» Extract to read:
— Begin —

- Leader: David Coon
- President: Ryan Spencer
- Deputy leaders: Megan Mitton Kevin Arseneau
- Founded: May 18, 2008; 18 years ago
- Headquarters: 403 Regent Street, Suite 206 Fredericton, NB E3B 3X6
- Youth wing: New Brunswick Young Greens
- Ideology: Green politics Social democracy
- Political position: Centre-left
- National affiliation: Green Party of Canada
- Colours: Green
- Slogan: "It’s About the Next Generation"
- Seats in Legislature: 2 / 49

Website
- greenpartynb.ca

= Green Party of New Brunswick =

Provincial political party in Canada

The Green Party of New Brunswick (GPNB or PVNBGP; Parti vert du Nouveau-Brunswick), commonly known as the Greens, is a green provincial political party in New Brunswick, Canada. Formed in 2008, the party has been under the leadership of David Coon since 2012. The party currently holds two seats in the Legislative Assembly of New Brunswick, making it the only minor party in the province currently represented in the legislative assembly.

On November 15, 2008, it held a founding convention in Moncton where the membership adopted a constitution, and a charter of principles to guide the development of policies and platforms. A 12-member executive committee was elected. In September 2009, Jack MacDougall was acclaimed as the first leader of the party, serving under the position until stepping down in September 2011. Greta Doucet served as interim leader until the leadership convention in 2012. David Coon succeeded Doucet as leader.

In the 2014 provincial election, Coon became the first Green Party candidate to be elected in the Legislative Assembly of New Brunswick. In the 2018 provincial election, the party elected three MLAs. In the 2020 provincial election, those three MLAs were all re-elected.

==History==
New Brunswick's Green Party was formed on May 18, 2008, the last province in the Maritimes to do so. Established during a Fredericton meeting, the party seized the opportunity presented by the province's decline in NDP presence, positioning itself as an alternative for such voters. Upon its formation, it became under elected interim leadership by Mike Milligan. In September 2009, the Green Party acclaimed its first leader, former Liberal organizer and candidate Jack MacDougall. After MacDougall resigned in September 2011, the party leadership has held in an interim capacity by Greta Doucet until September 2012, when the party elected conservationist David Coon at its leadership convention.

— End —

Saved entries
— Begin —

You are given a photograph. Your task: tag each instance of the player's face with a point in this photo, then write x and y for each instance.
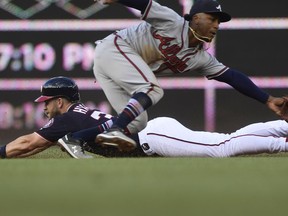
(206, 24)
(51, 107)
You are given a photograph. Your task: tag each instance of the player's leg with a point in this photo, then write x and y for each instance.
(167, 137)
(278, 128)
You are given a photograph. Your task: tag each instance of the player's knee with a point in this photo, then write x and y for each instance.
(156, 94)
(139, 123)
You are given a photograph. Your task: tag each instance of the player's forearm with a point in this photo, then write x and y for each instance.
(32, 152)
(137, 4)
(243, 84)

— End —

In the text on the Green Party of New Brunswick, where did the party hold its founding convention?

» Correct result: Moncton